### Task to carry out
Answer these questions using the text on portfolio robustness:
(a) Under the pw-robustness criterion, which point corresponds to the optimal solution?
(b) Why is b*(w) non-increasing as w increases?
(c) In Theorem 1, what set does S₋ denote?

### Reading text
START

In the (rq) space defined in the previous section, applying the pw-robustness criterion amounts to set a proportion p and only consider the solutions corresponding to the segments \([0,r_q ]\) for all \(q \ge |S| \cdot p\). The optimal solution corresponds to the point that has the greatest \(r_q\) value over that set. For instance, if in Fig. 1 we select p corresponding to \(q^{\star }\), we obtain as unique optimal solution \(x_A\), the portfolio associated with A.

Let \(b^*(w)\) be the optimal objective value of \((B_{pw})\) as a function of w. \(b^*(w)\) is non-increasing as w increases, because the feasible set shrinks as w increases. The theorem below provides a lower bound on \(b^*(w)\), compared to the optimal objective in the VaR problem, \(b^*(0)\). (Since we use gross returns, the return of our portfolio is always nonnegative, even in the worst case, so \(w \ge 0\)). This leads to an upper bound on the performance degradation \(b^*(0)-b^*(w) \) on the \(100(1-p)\)-th quantile of the portfolio return that results from enforcing the worst-case constraint.

Theorem 1

Let \(b^*(0)\) be the optimal objective of \((F_{0w})\), i.e., the problem without the constraints on the worst-case return. Let \(y^0\) be the set of optimal binary variables for the scenarios in that case. We denote \(S_{-}\) the set of scenarios s for which \(y_s^0=0\). (Those are the scenarios with returns below the quantile b in \( (B_{0w})\).) We have:

  1. (i)

    For all \(w \le \bar{w}\), a lower bound on \(b^*(w)\) is given by the linear programming problem:

    $$\begin{aligned} \begin{array}{rrl} \tilde{b}^*(w)= &{} \min &{} \displaystyle -w \, \sum _{s \in S_{-}} \alpha _s + \beta + \sum _{i=1}^n u_i \, \gamma _i \\ &{} {\hbox {s.t.}} &{} \displaystyle - \sum _{s=1}^S r_{si} \alpha _s + \beta + \gamma _i \ge 0, \ \forall i, \\ &{} &{} \displaystyle \sum _{s \not \in S_{-}} \alpha _s = 1 , \\ &{} &{} \alpha \ge 0, \ \gamma \ge 0. \end{array} \end{aligned}$$

    Further, \( \tilde{b}^*(w)\) is concave, non-increasing in w.

END

[Records from a data collection]
START

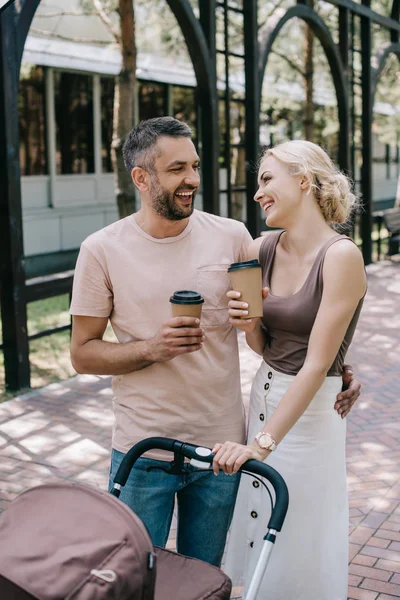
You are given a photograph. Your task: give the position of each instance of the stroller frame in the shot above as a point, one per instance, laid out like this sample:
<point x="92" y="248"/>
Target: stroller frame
<point x="199" y="455"/>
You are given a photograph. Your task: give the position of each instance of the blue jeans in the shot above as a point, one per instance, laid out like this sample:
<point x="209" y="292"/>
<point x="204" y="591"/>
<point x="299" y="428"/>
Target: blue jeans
<point x="205" y="505"/>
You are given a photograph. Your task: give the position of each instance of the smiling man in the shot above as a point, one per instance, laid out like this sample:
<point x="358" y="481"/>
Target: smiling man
<point x="172" y="377"/>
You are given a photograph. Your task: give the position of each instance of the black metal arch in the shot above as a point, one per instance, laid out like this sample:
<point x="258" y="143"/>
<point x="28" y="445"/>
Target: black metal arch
<point x="335" y="63"/>
<point x="395" y="15"/>
<point x="201" y="54"/>
<point x="380" y="60"/>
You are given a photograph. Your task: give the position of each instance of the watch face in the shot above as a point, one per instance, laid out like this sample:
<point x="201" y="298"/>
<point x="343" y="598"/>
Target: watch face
<point x="264" y="441"/>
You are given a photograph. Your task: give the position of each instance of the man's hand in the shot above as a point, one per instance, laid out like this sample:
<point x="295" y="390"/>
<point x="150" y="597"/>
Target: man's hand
<point x="350" y="392"/>
<point x="179" y="335"/>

END

### Expected answer
(a) The point that has the greatest r_q value over the set of segments [0, r_q] with q ≥ |S|·p.
(b) The feasible set shrinks as w increases.
(c) The set of scenarios s for which y_s^0 = 0.